> [PAGE]:
○ ○ ○ ○ ○

Skip to content

KellyLFrear/MyLittleLibrary

Repository files navigation

My Little Library

My Little Library is a vocabulary-aware reading recommender and story generator for students. It recommends Wikipedia-based reading material that is relevant to a student's topic interest while staying slightly above the student's current known-word level. The final system combines a reproducible Wikipedia data pipeline, exclusive grade-band vocabulary lists, sentence-transformer embeddings, FAISS vector search, vocabulary-aware reranking, SQLite-backed user profiles, a Flask web interface, and local LLaMA GGUF inference.


Project goals

The system is designed to answer one practical educational question:

Given a student profile and a topic, can the app recommend or generate reading material that is understandable but still introduces useful new vocabulary?

○ ○ ○ ○ ○

> [Segmentation dataset records]:
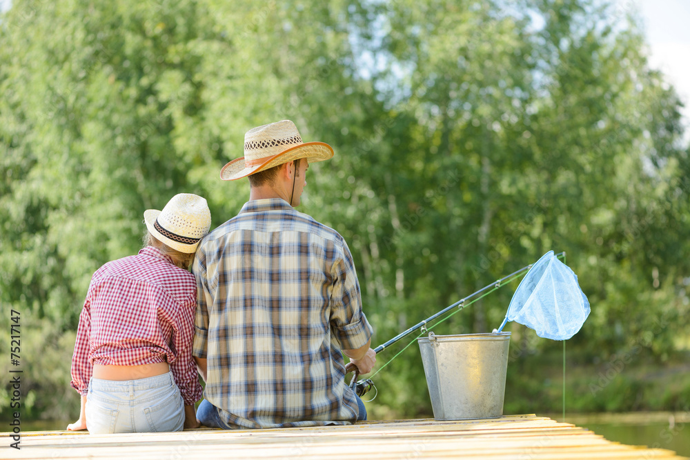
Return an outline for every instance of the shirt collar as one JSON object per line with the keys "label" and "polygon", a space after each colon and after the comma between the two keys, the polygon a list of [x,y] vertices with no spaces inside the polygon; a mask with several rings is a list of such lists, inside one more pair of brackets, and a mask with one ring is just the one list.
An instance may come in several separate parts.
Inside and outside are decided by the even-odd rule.
{"label": "shirt collar", "polygon": [[170,256],[164,254],[163,251],[153,246],[146,246],[139,250],[139,255],[150,256],[151,257],[160,259],[162,261],[172,263],[172,259],[170,259]]}
{"label": "shirt collar", "polygon": [[282,198],[266,198],[247,201],[242,206],[239,214],[242,212],[266,212],[266,211],[297,212],[294,208]]}

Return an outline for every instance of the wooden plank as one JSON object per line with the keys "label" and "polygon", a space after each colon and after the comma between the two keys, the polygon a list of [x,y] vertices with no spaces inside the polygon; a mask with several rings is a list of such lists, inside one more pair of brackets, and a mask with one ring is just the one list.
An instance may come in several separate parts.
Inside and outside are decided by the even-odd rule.
{"label": "wooden plank", "polygon": [[[10,433],[0,434],[8,446]],[[533,414],[473,421],[375,421],[354,426],[90,435],[22,433],[16,459],[680,459],[673,452],[613,443],[570,423]],[[12,452],[8,452],[12,451]]]}

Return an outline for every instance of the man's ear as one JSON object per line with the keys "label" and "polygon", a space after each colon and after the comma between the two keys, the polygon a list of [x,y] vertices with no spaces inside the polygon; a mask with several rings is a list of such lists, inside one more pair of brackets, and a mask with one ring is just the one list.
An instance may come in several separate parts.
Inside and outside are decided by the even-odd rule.
{"label": "man's ear", "polygon": [[283,166],[285,168],[284,171],[284,173],[286,174],[285,177],[290,180],[292,180],[293,174],[295,173],[295,161],[288,161],[287,163],[284,163]]}

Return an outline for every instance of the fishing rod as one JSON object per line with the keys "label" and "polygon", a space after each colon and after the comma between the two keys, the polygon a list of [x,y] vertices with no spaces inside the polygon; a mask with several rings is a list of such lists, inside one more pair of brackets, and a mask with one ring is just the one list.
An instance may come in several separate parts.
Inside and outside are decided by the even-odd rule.
{"label": "fishing rod", "polygon": [[[565,251],[563,251],[562,252],[559,252],[558,254],[556,254],[556,257],[557,258],[564,258],[565,257]],[[520,274],[520,273],[522,273],[523,272],[526,272],[526,271],[529,270],[530,268],[532,268],[533,265],[534,265],[534,264],[533,263],[530,263],[527,266],[522,267],[520,270],[517,270],[515,272],[513,272],[513,273],[511,273],[510,274],[509,274],[506,277],[504,277],[503,278],[501,278],[500,279],[499,279],[499,280],[497,280],[496,281],[494,281],[493,283],[491,283],[491,284],[487,284],[484,288],[482,288],[481,289],[480,289],[478,291],[476,291],[475,292],[473,292],[472,294],[470,294],[466,297],[461,299],[460,300],[457,301],[457,302],[455,302],[453,305],[450,305],[450,306],[446,307],[445,308],[444,308],[441,311],[440,311],[440,312],[438,312],[437,313],[435,313],[434,314],[431,315],[431,317],[429,317],[426,319],[424,319],[424,320],[423,320],[423,321],[417,323],[417,324],[415,324],[415,326],[412,326],[411,328],[410,328],[407,330],[404,330],[404,331],[400,332],[400,334],[398,334],[397,335],[396,335],[395,337],[393,337],[391,340],[389,340],[387,342],[386,342],[385,343],[382,343],[379,346],[377,346],[375,348],[374,348],[374,351],[376,352],[377,354],[378,354],[379,352],[383,351],[386,348],[390,347],[391,345],[393,345],[395,342],[397,342],[398,341],[400,341],[400,339],[403,339],[404,337],[409,335],[410,334],[412,334],[413,332],[415,332],[417,329],[419,329],[422,333],[425,333],[426,332],[426,323],[428,323],[429,321],[432,321],[434,319],[438,318],[439,317],[442,316],[443,314],[447,313],[448,312],[451,311],[453,308],[457,308],[462,310],[462,308],[464,308],[464,306],[465,306],[465,302],[466,302],[467,301],[471,300],[471,299],[473,299],[473,298],[475,297],[476,296],[482,294],[482,292],[484,292],[485,291],[486,291],[489,289],[491,289],[491,288],[496,288],[496,289],[497,289],[498,288],[500,288],[502,286],[501,284],[501,283],[502,283],[503,281],[506,281],[506,279],[511,279],[513,277],[518,276],[518,274]],[[502,328],[503,326],[502,326],[501,327]],[[362,396],[362,395],[366,394],[366,392],[368,392],[369,390],[371,390],[372,388],[373,388],[374,384],[373,384],[373,382],[371,381],[371,379],[364,379],[362,380],[357,381],[355,383],[355,381],[357,381],[357,377],[359,376],[359,373],[358,370],[357,369],[357,366],[355,366],[354,364],[351,365],[351,363],[348,363],[348,365],[345,368],[345,370],[346,370],[346,372],[351,372],[351,371],[354,371],[355,372],[355,374],[353,376],[352,380],[350,382],[350,388],[351,388],[353,390],[354,390],[355,392],[357,393],[357,394],[358,396]]]}

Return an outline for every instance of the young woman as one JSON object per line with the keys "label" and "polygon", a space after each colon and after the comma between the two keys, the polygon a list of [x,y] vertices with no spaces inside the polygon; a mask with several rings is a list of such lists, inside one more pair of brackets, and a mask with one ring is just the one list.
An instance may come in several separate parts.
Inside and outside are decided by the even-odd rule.
{"label": "young woman", "polygon": [[91,279],[72,359],[81,410],[68,430],[199,426],[194,403],[201,387],[191,353],[197,285],[188,269],[210,212],[201,197],[181,193],[144,217],[144,248],[106,263]]}

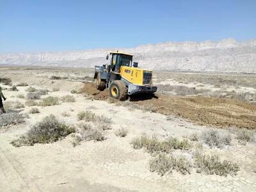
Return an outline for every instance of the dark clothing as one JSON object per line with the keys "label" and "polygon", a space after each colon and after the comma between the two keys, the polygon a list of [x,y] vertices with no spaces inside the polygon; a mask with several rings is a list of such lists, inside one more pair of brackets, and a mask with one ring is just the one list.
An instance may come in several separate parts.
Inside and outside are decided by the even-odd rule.
{"label": "dark clothing", "polygon": [[3,108],[2,98],[0,98],[0,108]]}

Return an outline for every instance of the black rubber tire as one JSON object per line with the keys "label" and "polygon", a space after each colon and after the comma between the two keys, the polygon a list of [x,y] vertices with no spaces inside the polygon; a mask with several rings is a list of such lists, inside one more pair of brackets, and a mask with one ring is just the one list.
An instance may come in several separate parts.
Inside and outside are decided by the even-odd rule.
{"label": "black rubber tire", "polygon": [[100,79],[100,74],[98,73],[96,79],[96,88],[100,91],[104,91],[106,88],[106,82]]}
{"label": "black rubber tire", "polygon": [[114,81],[111,83],[109,87],[109,92],[113,98],[120,100],[125,100],[127,97],[127,88],[125,84],[121,80]]}

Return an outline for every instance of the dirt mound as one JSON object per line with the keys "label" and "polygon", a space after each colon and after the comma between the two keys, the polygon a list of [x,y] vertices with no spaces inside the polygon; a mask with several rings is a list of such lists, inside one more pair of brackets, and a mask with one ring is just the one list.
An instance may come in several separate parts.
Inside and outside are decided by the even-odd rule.
{"label": "dirt mound", "polygon": [[[92,83],[86,83],[83,92],[98,100],[106,100],[109,95],[107,90],[97,90]],[[236,100],[157,94],[132,97],[130,102],[141,108],[149,106],[156,113],[179,116],[200,125],[256,129],[256,105]]]}
{"label": "dirt mound", "polygon": [[93,98],[97,100],[106,100],[109,96],[107,90],[104,92],[97,90],[94,83],[85,83],[84,86],[81,88],[81,92],[93,95]]}

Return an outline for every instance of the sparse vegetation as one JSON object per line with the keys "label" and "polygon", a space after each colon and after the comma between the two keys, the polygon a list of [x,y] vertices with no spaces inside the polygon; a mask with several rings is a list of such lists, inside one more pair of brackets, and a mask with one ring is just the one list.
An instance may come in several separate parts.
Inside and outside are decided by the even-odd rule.
{"label": "sparse vegetation", "polygon": [[127,135],[127,133],[128,133],[128,130],[124,127],[118,129],[115,132],[115,134],[116,136],[120,138],[125,137]]}
{"label": "sparse vegetation", "polygon": [[247,142],[252,141],[254,139],[254,132],[246,129],[239,129],[236,132],[236,139],[239,143],[246,144]]}
{"label": "sparse vegetation", "polygon": [[23,95],[23,94],[19,94],[19,95],[17,95],[17,96],[16,96],[17,98],[20,98],[20,99],[24,99],[25,98],[25,96],[24,96],[24,95]]}
{"label": "sparse vegetation", "polygon": [[230,145],[231,136],[229,133],[217,129],[208,129],[204,131],[200,138],[210,147],[216,147],[222,148],[225,145]]}
{"label": "sparse vegetation", "polygon": [[28,94],[27,94],[27,99],[29,99],[29,100],[40,99],[41,95],[37,92],[29,92],[29,93],[28,93]]}
{"label": "sparse vegetation", "polygon": [[44,98],[39,103],[39,105],[41,106],[56,106],[58,105],[59,102],[59,98],[56,97],[47,97]]}
{"label": "sparse vegetation", "polygon": [[102,122],[105,124],[111,124],[111,120],[103,115],[96,115],[90,111],[81,111],[77,114],[79,120],[85,120],[86,122]]}
{"label": "sparse vegetation", "polygon": [[32,86],[29,86],[28,88],[27,88],[25,91],[26,92],[35,92],[37,91],[37,90],[35,88],[33,88]]}
{"label": "sparse vegetation", "polygon": [[191,145],[187,139],[180,140],[176,138],[170,137],[164,141],[159,141],[155,137],[149,138],[145,134],[134,139],[131,144],[134,148],[145,148],[150,153],[170,152],[173,149],[188,150],[191,148]]}
{"label": "sparse vegetation", "polygon": [[35,113],[39,113],[39,109],[38,108],[31,108],[31,109],[30,109],[29,111],[29,113],[31,114],[35,114]]}
{"label": "sparse vegetation", "polygon": [[28,115],[17,112],[6,113],[0,115],[0,128],[10,125],[19,124],[25,122],[25,118]]}
{"label": "sparse vegetation", "polygon": [[64,116],[64,117],[68,117],[68,116],[70,116],[70,114],[69,114],[67,111],[64,111],[64,112],[61,113],[61,116]]}
{"label": "sparse vegetation", "polygon": [[27,83],[20,83],[17,85],[17,86],[27,86],[28,84]]}
{"label": "sparse vegetation", "polygon": [[36,102],[35,100],[31,100],[31,99],[28,99],[27,100],[26,100],[25,102],[25,105],[28,106],[37,106],[38,104],[38,103],[37,102]]}
{"label": "sparse vegetation", "polygon": [[173,170],[182,174],[190,173],[191,164],[184,157],[175,158],[164,153],[160,153],[149,161],[150,170],[161,176],[170,173]]}
{"label": "sparse vegetation", "polygon": [[239,170],[236,163],[227,160],[221,161],[216,155],[197,155],[195,159],[195,166],[197,173],[204,173],[207,175],[216,174],[227,176],[227,174],[236,175]]}
{"label": "sparse vegetation", "polygon": [[72,95],[65,95],[62,97],[60,100],[63,102],[76,102],[75,98]]}
{"label": "sparse vegetation", "polygon": [[76,94],[76,93],[77,93],[77,91],[76,90],[72,90],[70,93],[72,94]]}
{"label": "sparse vegetation", "polygon": [[58,91],[60,91],[60,88],[52,88],[52,92],[58,92]]}
{"label": "sparse vegetation", "polygon": [[10,89],[11,92],[19,92],[19,90],[17,88],[16,86],[13,85]]}
{"label": "sparse vegetation", "polygon": [[12,80],[10,78],[0,78],[0,83],[5,85],[11,85]]}
{"label": "sparse vegetation", "polygon": [[33,145],[35,143],[48,143],[56,141],[75,129],[60,122],[53,115],[50,115],[38,122],[24,135],[11,143],[15,147]]}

○ ○ ○ ○ ○

> [TO DO]:
1. List every component that the My Little Library page says the final system combines.
2. Write a continuation of the My Little Library page, starting after its final sentence.

> [EXERCISE RESPONSES]:
1.
- a reproducible Wikipedia data pipeline
- exclusive grade-band vocabulary lists
- sentence-transformer embeddings
- FAISS vector search
- vocabulary-aware reranking
- SQLite-backed user profiles
- a Flask web interface
- local LLaMA GGUF inference

2.
The implemented system supports:

  • user login/register and session-based Flask routes
  • beginner, intermediate, and advanced reading profiles
  • SQLite persistence for users, vocabulary knowledge, reading profiles, recommendations, user books, and saved stories
  • Wikipedia article preprocessing and vocabulary analysis
  • chunk-level embeddings using all-MiniLM-L6-v2
  • FAISS vector search over normalized embeddings
  • two-stage retrieval: broad semantic search followed by vocabulary-aware reranking
  • local LLaMA 3.1 8B Instruct GGUF generation through llama-cpp-python
  • generated recommendation explanations and personalized stories
  • RAG evaluation, retrieval ablation, ROUGE, optional BERTScore, and coverage-window metrics

The project does not train QLoRA adapters. The generator is a pretrained/instruction-tuned LLaMA GGUF model used for local inference.


Current architecture

The repository is organized as a modular Flask application with an offline data/indexing pipeline and an online RAG inference pipeline.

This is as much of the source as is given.